◆ Provided text:
The following year, 1947, Jackie Robinson made his major league debut with the Brooklyn Dodgers, and once the color barrier was lifted, Brown and Hank Thompson were signed by St. Louis Browns' owner Bill Veeck. Batting .353 with eight homers in 46 games at the time, he was labeled a "can't miss" prospect by major league scouts and sent directly to the Browns without an adjustment period in the minor leagues, as Robinson had received for the new "experiment." Both he and Thompson were questionable personality types and needed this interim period much more than Robinson. However, the husky outfielder was not given this opportunity nor adequate time to make the transition at the major league level and, after playing briefly (21 games) and hitting only 79 with one homer, he and Thompson were released unconditionally.
Brown thought that they should have been farmed out after their release, and given another chance after a period of adjustment. Thompson did get a second chance, with the New York Giants, and made good on his second opportunity, but Brown never received a second chance. A footnote to his major league career was that his lone home run was the first ever hit in the American League by a black player. A second footnote deals with a different aspect of the home run. Brown hit the homer with a bat that belonged to a teammate, and the player broke the bat rather than allow Brown ever to use it again.
After his release, he returned to the Monarchs, where he hit .336 for the remainder of he year. In 1948 he resumed his barrage on Negro American League pitching with a .374 average while slugging a league-leading 18 home runs. In 1949 he hit .371 before going into organized ball, ending his career in the Negro Leagues with a .355 lifetime batting average and six All Star appearances.

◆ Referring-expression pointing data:

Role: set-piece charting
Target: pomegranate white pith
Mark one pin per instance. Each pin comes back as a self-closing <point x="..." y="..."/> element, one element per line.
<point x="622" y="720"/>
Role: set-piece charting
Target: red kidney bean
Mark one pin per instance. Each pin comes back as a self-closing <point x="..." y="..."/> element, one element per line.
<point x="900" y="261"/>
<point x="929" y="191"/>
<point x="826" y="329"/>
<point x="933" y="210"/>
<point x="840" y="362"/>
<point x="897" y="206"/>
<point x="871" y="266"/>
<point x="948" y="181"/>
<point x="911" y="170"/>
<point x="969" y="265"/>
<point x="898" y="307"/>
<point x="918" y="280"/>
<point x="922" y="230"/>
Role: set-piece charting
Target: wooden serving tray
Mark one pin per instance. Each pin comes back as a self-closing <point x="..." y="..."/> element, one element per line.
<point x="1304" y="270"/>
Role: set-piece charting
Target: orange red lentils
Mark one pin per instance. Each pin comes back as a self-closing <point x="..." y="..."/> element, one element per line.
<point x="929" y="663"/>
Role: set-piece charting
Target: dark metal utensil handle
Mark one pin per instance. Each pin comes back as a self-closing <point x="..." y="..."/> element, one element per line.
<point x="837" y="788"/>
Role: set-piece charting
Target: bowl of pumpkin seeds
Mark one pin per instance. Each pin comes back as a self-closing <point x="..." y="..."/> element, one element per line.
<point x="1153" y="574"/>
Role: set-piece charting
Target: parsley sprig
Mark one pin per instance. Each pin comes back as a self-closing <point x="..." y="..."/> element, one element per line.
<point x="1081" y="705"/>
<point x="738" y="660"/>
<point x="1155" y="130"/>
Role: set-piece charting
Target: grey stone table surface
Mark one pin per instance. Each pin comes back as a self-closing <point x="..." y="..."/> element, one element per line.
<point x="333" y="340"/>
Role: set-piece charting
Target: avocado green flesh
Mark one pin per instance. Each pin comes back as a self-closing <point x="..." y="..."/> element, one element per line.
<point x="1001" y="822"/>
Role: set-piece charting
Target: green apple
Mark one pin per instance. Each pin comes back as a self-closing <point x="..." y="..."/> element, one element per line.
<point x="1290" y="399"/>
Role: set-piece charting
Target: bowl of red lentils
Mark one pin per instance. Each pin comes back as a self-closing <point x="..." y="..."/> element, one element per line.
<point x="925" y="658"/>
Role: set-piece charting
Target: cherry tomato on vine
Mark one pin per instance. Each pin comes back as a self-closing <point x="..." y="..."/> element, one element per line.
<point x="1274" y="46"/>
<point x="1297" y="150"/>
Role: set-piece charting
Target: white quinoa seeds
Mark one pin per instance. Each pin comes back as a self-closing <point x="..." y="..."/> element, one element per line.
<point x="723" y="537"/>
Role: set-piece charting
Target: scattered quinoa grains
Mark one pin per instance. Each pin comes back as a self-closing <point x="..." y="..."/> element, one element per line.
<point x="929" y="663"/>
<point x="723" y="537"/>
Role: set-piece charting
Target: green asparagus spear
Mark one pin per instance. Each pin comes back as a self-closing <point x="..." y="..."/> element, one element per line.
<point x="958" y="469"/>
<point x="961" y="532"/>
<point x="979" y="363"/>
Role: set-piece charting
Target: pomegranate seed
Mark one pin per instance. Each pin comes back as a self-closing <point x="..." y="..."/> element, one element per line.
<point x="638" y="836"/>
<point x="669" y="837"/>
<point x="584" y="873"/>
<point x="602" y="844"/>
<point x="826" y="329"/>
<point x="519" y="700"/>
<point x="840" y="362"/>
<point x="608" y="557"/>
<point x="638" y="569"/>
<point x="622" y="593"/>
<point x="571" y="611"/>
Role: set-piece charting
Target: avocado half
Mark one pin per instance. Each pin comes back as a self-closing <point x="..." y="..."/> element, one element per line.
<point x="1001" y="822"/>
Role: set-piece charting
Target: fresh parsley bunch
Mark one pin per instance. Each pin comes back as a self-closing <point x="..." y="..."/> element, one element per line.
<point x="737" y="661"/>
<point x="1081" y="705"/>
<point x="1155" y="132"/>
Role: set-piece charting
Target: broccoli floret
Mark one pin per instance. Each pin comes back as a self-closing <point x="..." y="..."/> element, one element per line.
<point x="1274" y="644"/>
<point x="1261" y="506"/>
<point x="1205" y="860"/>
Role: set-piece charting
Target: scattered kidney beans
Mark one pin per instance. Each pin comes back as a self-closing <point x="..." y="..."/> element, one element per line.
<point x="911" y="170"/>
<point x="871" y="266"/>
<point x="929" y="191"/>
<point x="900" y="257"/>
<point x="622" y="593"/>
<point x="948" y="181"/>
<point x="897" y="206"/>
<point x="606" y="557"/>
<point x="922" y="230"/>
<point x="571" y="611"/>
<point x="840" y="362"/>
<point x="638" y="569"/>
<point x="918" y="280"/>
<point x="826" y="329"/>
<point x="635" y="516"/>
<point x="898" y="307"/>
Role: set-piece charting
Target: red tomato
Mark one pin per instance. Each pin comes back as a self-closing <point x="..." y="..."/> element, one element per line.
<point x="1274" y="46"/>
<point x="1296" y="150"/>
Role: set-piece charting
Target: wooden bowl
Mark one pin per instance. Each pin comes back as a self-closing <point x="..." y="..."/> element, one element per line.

◆ Problems and tasks:
a. According to the account of Brown's baseball career, what distinction did his only major league home run hold?
b. Pick up the account of Brown's baseball career after its last sentence and carry it forward.

◆ Outputs by task:
a. It was the first home run ever hit in the American League by a black player.

b.
The next year he played in the Border League with Ottawa, where he hit .352. In the twilight of his career, he moved to the Texas League for four years (1953-1956), where he hit .310, .314, .301, and .299 with 23, 35, 19 and 14 home runs, respectively. In two of his four seasons he led his team to the Texas League pennant, first with Dallas in 1953 and with Houston the following year, and gained a popularity so lasting that he continues to be an area favorite. The latter season he also played for a short time with the Topeka club in the Western League and hit .294 with 3 homers, leaving him with a lifetime .305 average for his combined minor- and major-league career. His final appearance in professional baseball was with Santurce in Puerto Rico during the following winter (1956-1957), but he hit only .261 with 2 home runs in 23 at- bats.
Brown first began playing baseball as a youngster in Shreveport, Louisiana, and in 1934 he signed with the Negro Southern League's Monroe Monarchs for $10 a week as a shortstop and pitcher. After only one year, he was grabbed by Kansas City Monarchs' owner J.L. Wilkinson, who offered Brown a $250 bonus, $125 per month and $1 a day meal money. He made his first All Star appearance as a shortstop in the 1936 East-West game. But after two years as the Monarchs' regular shortstop, slick fielding Byron Johnson was installed at shortstop in 1937, and Brown was moved to the outfield. He was selected to the All Star team that season at his new position.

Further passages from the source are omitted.